● PROBLEM DESCRIPTION
Print again, word for word, all of the records below, and leave the pictures out.

Data records:
******
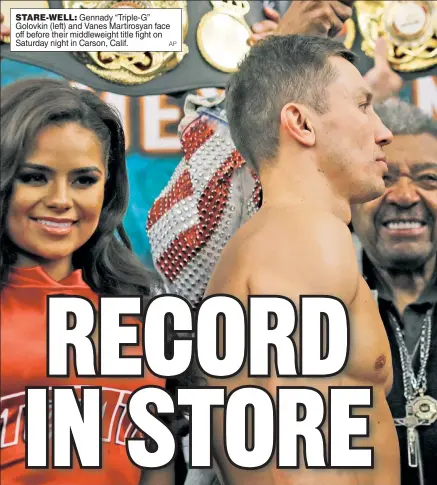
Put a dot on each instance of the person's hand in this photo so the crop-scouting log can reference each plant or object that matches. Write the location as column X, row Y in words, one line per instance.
column 383, row 81
column 325, row 18
column 263, row 29
column 4, row 31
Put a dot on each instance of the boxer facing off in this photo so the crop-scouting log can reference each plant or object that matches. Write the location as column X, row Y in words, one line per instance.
column 300, row 112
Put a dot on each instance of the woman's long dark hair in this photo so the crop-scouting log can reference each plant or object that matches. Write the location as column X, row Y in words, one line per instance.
column 108, row 264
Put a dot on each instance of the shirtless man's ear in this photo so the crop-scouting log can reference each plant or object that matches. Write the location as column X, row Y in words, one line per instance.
column 296, row 124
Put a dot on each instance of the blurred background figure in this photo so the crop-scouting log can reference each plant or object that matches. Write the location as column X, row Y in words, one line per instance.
column 398, row 235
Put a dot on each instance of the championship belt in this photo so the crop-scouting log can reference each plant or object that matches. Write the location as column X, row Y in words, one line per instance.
column 410, row 28
column 214, row 37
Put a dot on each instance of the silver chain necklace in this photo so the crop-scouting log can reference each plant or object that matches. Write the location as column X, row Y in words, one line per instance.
column 420, row 410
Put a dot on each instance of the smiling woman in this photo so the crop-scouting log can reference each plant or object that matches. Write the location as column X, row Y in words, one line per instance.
column 63, row 193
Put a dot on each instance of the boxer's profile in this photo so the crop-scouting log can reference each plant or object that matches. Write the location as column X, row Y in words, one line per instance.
column 300, row 112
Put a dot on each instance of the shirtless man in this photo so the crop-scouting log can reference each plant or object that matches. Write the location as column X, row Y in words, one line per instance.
column 301, row 114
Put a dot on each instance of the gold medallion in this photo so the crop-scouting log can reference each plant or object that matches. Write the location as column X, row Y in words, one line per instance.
column 410, row 28
column 130, row 68
column 223, row 33
column 6, row 6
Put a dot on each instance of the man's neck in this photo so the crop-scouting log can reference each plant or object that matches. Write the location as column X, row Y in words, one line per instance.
column 407, row 286
column 298, row 183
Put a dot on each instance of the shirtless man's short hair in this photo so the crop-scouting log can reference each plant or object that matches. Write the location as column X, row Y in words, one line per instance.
column 301, row 113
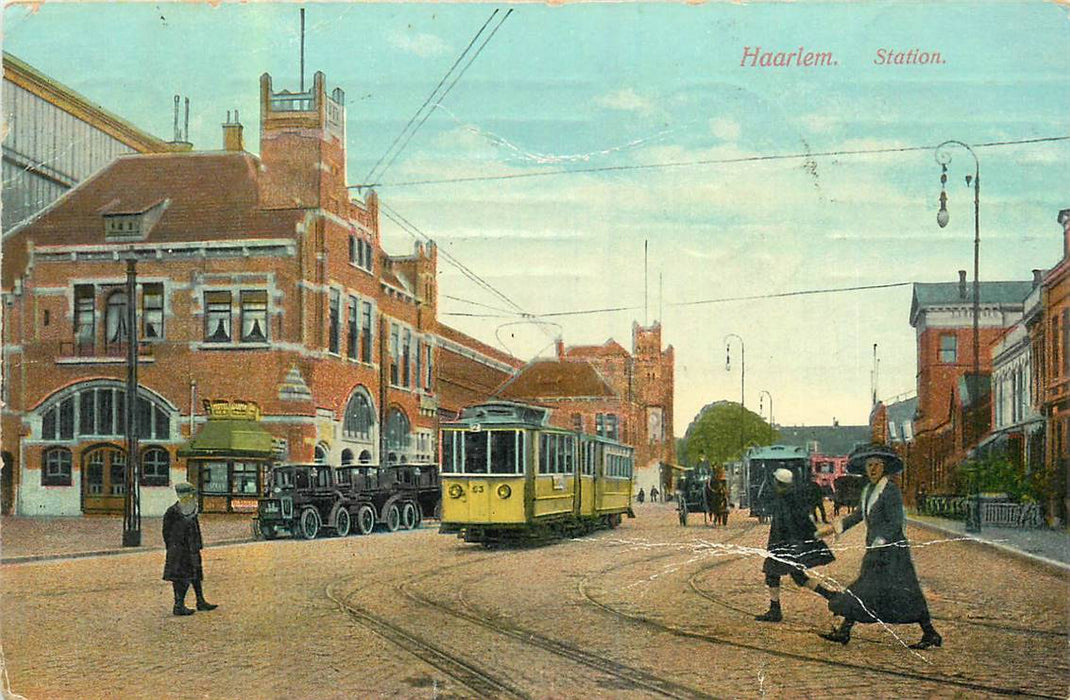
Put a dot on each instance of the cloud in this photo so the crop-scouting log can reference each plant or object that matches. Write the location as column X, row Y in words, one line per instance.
column 419, row 44
column 625, row 100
******
● TASK SOLUTION
Put a dot on each instance of the person's hand in this photo so the crop-scouting log can reference each plant or object that matches. Write the location as column X, row Y in words, one line per instance.
column 383, row 81
column 325, row 18
column 263, row 29
column 4, row 31
Put a dot on each instance of the boxer facing off in this photo so the crop-scouting log can reference each plant or object that matches. Write the location as column X, row Y in words, one line per instance.
column 300, row 112
Put a dot on each instance of the woman's long dark hair in this photo so the crop-scouting log can reference each plant or object that matches. Write the location as column X, row Y in words, one line per instance.
column 108, row 264
Put a dot on each instance of the shirtless man's ear in this photo so the crop-scouting log can reference each plant or object that matches. Write the location as column X, row Y in words, one line per instance.
column 296, row 124
Put a dot on each instance of the blurred background figure in this photo so the crop-scouting log can reference each plant or object that matches. Write the location as column X, row Y in words, one line per instance.
column 398, row 235
Put a dot on each instance of the championship belt in this photo so the crop-scouting log can reference each plant or object that matches. Write the location as column X, row Y in words, one line per instance.
column 410, row 28
column 214, row 37
Put a dot on each instance of the silver chain necklace in this photo so the crop-scouting log can reference each plant or object that matches. Write the location as column X, row Y in words, one line per instance.
column 420, row 410
Put a dot on each instance of the smiling woman in this photo so the crop-scouting log can reference each plant or object that matches. Write the location as column X, row Y in words, one line per instance.
column 63, row 193
Put a dot on each instance of the boxer's profile in this photo so the crop-scouting log can reference each plant or object that matches. Write the location as column X, row Y in words, one line per instance.
column 300, row 112
Put a dot on each instance of the shirtless man in this photo so the crop-scouting log can reference each plant or object that matches. Write the location as column X, row Y in words, one line per instance.
column 301, row 114
Put a dot on each instance of the gold medallion in this photo so the crop-scouting log can reference each plant or object that matches. Write the location as column X, row Y in words, one line per instance.
column 410, row 28
column 130, row 68
column 223, row 33
column 6, row 6
Put a dot on each instance of the man's neck in this photo so the crop-scouting log can reference each plant or object that matches. Write the location as column X, row Y in words, one line per instance.
column 407, row 286
column 298, row 183
Put a dot on each instance of the shirtless man's short hair in this photo so the crop-scouting log can reference each plant or object that matches. Write the location as column X, row Y in words, one line per instance.
column 301, row 113
Put a dot on each instance of the cloud in this photo so the crop-scouting log can reference each plant or object that matches. Write the location as column X, row Y in words, one line per instance.
column 419, row 44
column 625, row 100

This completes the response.